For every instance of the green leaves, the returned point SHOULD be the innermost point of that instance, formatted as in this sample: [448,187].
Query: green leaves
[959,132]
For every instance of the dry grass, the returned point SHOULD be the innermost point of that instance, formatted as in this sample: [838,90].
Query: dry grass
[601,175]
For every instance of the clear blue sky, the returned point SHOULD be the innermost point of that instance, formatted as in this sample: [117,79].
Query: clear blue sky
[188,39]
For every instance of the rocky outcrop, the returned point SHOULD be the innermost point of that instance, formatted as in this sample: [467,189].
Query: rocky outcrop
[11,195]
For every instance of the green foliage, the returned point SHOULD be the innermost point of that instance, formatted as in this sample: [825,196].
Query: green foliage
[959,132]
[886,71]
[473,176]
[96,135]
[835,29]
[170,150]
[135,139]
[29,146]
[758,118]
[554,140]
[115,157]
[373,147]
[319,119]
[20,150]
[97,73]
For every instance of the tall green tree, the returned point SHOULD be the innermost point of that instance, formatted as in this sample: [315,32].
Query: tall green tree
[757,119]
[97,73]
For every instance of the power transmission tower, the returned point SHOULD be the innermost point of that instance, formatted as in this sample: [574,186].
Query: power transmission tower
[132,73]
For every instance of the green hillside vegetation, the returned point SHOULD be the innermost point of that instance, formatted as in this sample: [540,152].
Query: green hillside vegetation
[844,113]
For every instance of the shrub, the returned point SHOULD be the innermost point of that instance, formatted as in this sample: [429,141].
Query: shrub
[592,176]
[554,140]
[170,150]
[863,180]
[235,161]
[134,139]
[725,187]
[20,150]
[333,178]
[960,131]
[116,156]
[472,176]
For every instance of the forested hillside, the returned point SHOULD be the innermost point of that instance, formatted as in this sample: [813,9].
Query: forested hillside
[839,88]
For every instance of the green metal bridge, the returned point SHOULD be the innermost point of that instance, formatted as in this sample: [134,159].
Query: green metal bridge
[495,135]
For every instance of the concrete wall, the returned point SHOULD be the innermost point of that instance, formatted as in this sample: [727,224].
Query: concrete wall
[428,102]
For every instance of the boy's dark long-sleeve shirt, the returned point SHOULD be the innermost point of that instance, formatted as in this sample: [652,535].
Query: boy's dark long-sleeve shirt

+++

Type out all of the material again, word for word.

For every instance of the green leaves, the returned point SHOULD be the innermost point of that instance, formatted as in this sample: [448,187].
Query: green leaves
[959,132]
For every instance of the dry grass, the returned point SHOULD be the innermost point of that instance, formatted as in this sample: [838,90].
Query: dry grass
[601,175]
For every instance of the clear blue sky, the returned point SHOULD be the innermost point of that instance, formatted as in this sample: [117,79].
Query: clear blue sky
[188,39]
For every instance of the rocky outcrop, the returned point SHOULD be the innermost point of that instance, formatted as in this sample: [467,189].
Query: rocky outcrop
[11,195]
For every instance of the green foliage, the returned point SHOULD be the innermost point of that instance, formatted as in this sample: [825,196].
Query: green foliage
[959,132]
[886,71]
[473,176]
[96,135]
[835,29]
[170,150]
[135,139]
[29,146]
[758,118]
[554,140]
[115,157]
[373,147]
[319,119]
[20,150]
[97,73]
For every instance of the tall green tree, the returned point SHOULD be the innermost point of that instance, formatted as in this sample: [315,32].
Query: tall green tree
[757,119]
[97,73]
For every instance of the power transmission tower, the returned point SHOULD be the innermost point of that instance, formatted as in this sample: [574,186].
Query: power transmission tower
[132,73]
For every instance of the green hillside vegetation, the returned point SHOULD be the innermost point of that instance, formatted as in this sample: [540,152].
Query: green hillside vegetation
[844,113]
For every instance of the shrub, the returned point SHOULD be the innermost point of that instance, formatted as in this sample: [429,141].
Query: shrub
[592,176]
[554,140]
[170,150]
[863,180]
[235,161]
[134,139]
[725,187]
[20,150]
[333,178]
[960,131]
[116,156]
[472,176]
For every instance of the forested hillside, the returned point SHOULD be the innermost point of that instance, formatted as in this sample: [813,9].
Query: forested hillside
[839,88]
For every instance of the green metal bridge, the returned point SHOULD be the innermost point of that instance, formatted as in this sample: [134,159].
Query: green metal bridge
[495,135]
For every instance of the concrete wall, the returned point SHOULD be the innermost point of that instance, formatted as in this sample: [727,224].
Query: concrete wall
[428,102]
For every instance of the boy's dark long-sleeve shirt, the returned point SHOULD be the innermost point of that instance, formatted as in this sample: [652,535].
Query: boy's dark long-sleeve shirt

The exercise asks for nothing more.